Output the lines below as a JSON list of strings, one string per line, and leave out any blank lines.

Position identification records
◆ ◆ ◆ ◆
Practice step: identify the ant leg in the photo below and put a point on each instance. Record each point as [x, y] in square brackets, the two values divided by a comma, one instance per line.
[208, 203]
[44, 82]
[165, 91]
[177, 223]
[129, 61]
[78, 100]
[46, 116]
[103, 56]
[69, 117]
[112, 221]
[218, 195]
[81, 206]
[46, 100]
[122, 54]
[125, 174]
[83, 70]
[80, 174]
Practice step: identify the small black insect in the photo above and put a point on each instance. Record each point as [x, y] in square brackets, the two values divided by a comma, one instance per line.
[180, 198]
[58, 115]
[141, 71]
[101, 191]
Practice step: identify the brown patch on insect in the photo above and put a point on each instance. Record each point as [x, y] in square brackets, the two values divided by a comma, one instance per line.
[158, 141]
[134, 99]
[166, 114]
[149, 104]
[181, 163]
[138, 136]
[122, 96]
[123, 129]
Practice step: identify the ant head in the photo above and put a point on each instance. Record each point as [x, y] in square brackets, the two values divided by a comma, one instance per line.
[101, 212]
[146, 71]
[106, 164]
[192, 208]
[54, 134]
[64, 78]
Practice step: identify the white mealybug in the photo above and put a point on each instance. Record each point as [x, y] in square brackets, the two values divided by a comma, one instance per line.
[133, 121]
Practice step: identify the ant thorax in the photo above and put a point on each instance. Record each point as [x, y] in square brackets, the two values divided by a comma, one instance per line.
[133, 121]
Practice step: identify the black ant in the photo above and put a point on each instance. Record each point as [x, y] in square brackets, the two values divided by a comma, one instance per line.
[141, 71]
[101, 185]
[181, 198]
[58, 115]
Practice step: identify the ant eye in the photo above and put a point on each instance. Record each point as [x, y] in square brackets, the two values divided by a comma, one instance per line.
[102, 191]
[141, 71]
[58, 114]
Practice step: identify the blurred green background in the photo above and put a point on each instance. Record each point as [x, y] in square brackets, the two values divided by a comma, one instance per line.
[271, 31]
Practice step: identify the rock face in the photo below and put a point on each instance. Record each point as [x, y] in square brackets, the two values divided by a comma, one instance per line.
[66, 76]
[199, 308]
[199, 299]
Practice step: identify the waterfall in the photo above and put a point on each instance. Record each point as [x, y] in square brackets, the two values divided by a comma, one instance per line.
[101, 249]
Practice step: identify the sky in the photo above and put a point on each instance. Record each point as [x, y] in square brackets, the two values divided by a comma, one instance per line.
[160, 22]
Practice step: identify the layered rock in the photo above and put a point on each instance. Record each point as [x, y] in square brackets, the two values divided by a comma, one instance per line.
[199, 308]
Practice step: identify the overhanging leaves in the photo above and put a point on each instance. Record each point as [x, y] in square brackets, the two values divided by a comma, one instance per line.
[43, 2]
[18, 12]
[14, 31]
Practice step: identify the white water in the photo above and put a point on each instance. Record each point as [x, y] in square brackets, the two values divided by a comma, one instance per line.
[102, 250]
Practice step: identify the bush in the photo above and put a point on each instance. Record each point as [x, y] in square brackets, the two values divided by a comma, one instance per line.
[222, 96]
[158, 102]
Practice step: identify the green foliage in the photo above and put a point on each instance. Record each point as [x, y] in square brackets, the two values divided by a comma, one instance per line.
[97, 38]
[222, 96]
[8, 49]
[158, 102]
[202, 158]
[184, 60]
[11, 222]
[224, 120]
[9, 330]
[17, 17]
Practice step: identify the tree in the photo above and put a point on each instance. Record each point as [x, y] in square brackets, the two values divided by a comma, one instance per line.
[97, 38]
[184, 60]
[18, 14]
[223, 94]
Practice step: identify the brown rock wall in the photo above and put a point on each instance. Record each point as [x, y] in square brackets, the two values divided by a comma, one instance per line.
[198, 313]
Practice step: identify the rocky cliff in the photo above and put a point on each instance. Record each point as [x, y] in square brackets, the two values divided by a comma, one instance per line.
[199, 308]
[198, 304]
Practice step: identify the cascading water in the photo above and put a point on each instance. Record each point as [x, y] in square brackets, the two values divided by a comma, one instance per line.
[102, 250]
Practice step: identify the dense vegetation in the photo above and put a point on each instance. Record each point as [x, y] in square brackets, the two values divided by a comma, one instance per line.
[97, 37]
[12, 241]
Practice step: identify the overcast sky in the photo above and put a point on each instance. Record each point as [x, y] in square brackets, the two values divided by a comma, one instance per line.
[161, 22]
◆ ◆ ◆ ◆
■ THE SOLUTION:
[
  "Practice step: identify the ant leg in the photo below and put a point on each instance. Record each point as [x, y] in square brackets, the two values divided by a comma, one instance per line.",
  "[208, 203]",
  "[44, 82]",
  "[165, 91]",
  "[177, 223]",
  "[129, 61]",
  "[78, 100]",
  "[46, 116]",
  "[103, 56]",
  "[69, 117]",
  "[112, 221]",
  "[218, 195]",
  "[81, 206]",
  "[46, 100]",
  "[122, 54]",
  "[125, 174]",
  "[83, 70]",
  "[80, 174]",
  "Practice step: identify the small black insect in the photo above and put a point on each instance. Record each point as [x, y] in square brackets, the two values divided by a comma, one instance per line.",
  "[180, 198]",
  "[58, 115]",
  "[141, 71]",
  "[101, 191]",
  "Practice step: identify the brown patch on insect in the photo above and put a point on each instance. Record each point as [x, y] in square brackets, the two values divided by a comma, one instance per line.",
  "[158, 141]",
  "[134, 99]",
  "[166, 114]",
  "[149, 104]",
  "[181, 163]",
  "[138, 136]",
  "[122, 96]",
  "[123, 129]",
  "Practice step: identify the ant head in the photo above and put a point on each instance. Record each point as [x, y] in square brackets, the two values divided by a comma, one instance per line.",
  "[101, 212]",
  "[146, 71]",
  "[106, 164]",
  "[192, 208]",
  "[54, 134]",
  "[64, 78]",
  "Practice step: identify the white mealybug in the photo above and put a point on each instance. Record each point as [x, y] in square brackets, the two values divided by a comma, one instance per line.",
  "[133, 121]",
  "Practice step: identify the ant thorax in the photo above and put a point on each instance. Record each point as [x, y] in square brackets, the two values divided by a comma, one instance per line.",
  "[133, 121]",
  "Practice step: identify the black ant in the photo above and put a point on each instance. Record each point as [x, y] in square brackets, the two values divided by a comma, one instance per line.",
  "[141, 71]",
  "[101, 185]",
  "[181, 198]",
  "[58, 115]",
  "Practice step: identify the ant eye in the photo above and put a point on each instance. Record each point as [x, y] in square brackets, the two values divided by a comma, one instance per line.",
  "[102, 191]",
  "[141, 71]",
  "[58, 114]",
  "Practice step: identify the blurred green background in the photo above and put a point on each instance. Record each point as [x, y] in square brackets, the two values divided by a comma, one instance per line.",
  "[271, 31]",
  "Practice step: identify the rock face in the photo below and put a point on each instance. Record each point as [x, y] in square brackets, the two values divided by a comma, one instance per line.",
  "[66, 76]",
  "[199, 308]",
  "[199, 299]",
  "Practice step: identify the waterfall in the photo above and put a point on each instance. Record each point as [x, y] in square brackets, the two values divided by a comma, one instance per line.",
  "[101, 249]",
  "Practice step: identify the sky in the photo above and put a point on each instance. Record each point as [x, y] in square brackets, the two values divided by a comma, one instance per line.",
  "[160, 22]",
  "Practice step: identify the layered rock in the photo above and put a point on each instance. Record each point as [x, y] in square brackets, the two values divided by a comma, one instance per line.",
  "[199, 308]",
  "Practice step: identify the overhanging leaves in the photo above and put a point on each instance. Record each point as [x, y] in square brackets, the two values divided by a comma, one instance per line.",
  "[43, 2]",
  "[18, 12]",
  "[14, 31]",
  "Practice step: identify the white water in the photo above and put a point on each instance. Record each point as [x, y] in square brackets, the two values divided by a comma, one instance per line.",
  "[102, 250]",
  "Practice step: identify the bush in the photo above and put a point on each instance. Record each point as [x, y] in square brackets, the two values divided by a comma, one instance per line.",
  "[222, 96]",
  "[158, 102]",
  "Practice step: identify the green foliage in the photo above and put a point on each instance. Record each point as [x, y] in square brackets, the two values divided by a comma, one instance per line.",
  "[97, 38]",
  "[222, 96]",
  "[8, 49]",
  "[158, 102]",
  "[202, 158]",
  "[184, 60]",
  "[11, 222]",
  "[224, 120]",
  "[9, 330]",
  "[17, 17]",
  "Practice step: identify the tree in the photo above and put a point on each instance. Record each point as [x, y] in square brackets, the two values divided by a comma, one instance per line.",
  "[97, 38]",
  "[184, 60]",
  "[18, 14]",
  "[223, 94]",
  "Practice step: identify the brown rock wall in the photo above and put a point on each instance. Record each point as [x, y] in square brackets, the two values divided by a comma, one instance per line.",
  "[198, 313]",
  "Practice step: identify the rocky cliff in the photo above and put a point on each instance. Record each point as [x, y] in square brackets, the two values divided by a comma, one instance per line.",
  "[199, 308]",
  "[198, 304]",
  "Practice step: identify the cascading water in the photo above and put a point on each instance. Record each point as [x, y] in square brackets, the two values divided by a comma, one instance per line.",
  "[102, 250]",
  "Practice step: identify the dense vegetation in the photo above and put a point on each instance. Record each point as [x, y] in square brackets, the two values divided by a comma, one instance per line.",
  "[97, 37]",
  "[12, 241]",
  "Practice step: identify the overcast sky in the photo above and put a point on each instance. Record each point as [x, y] in square brackets, the two values divided by a comma, one instance per line.",
  "[161, 22]"
]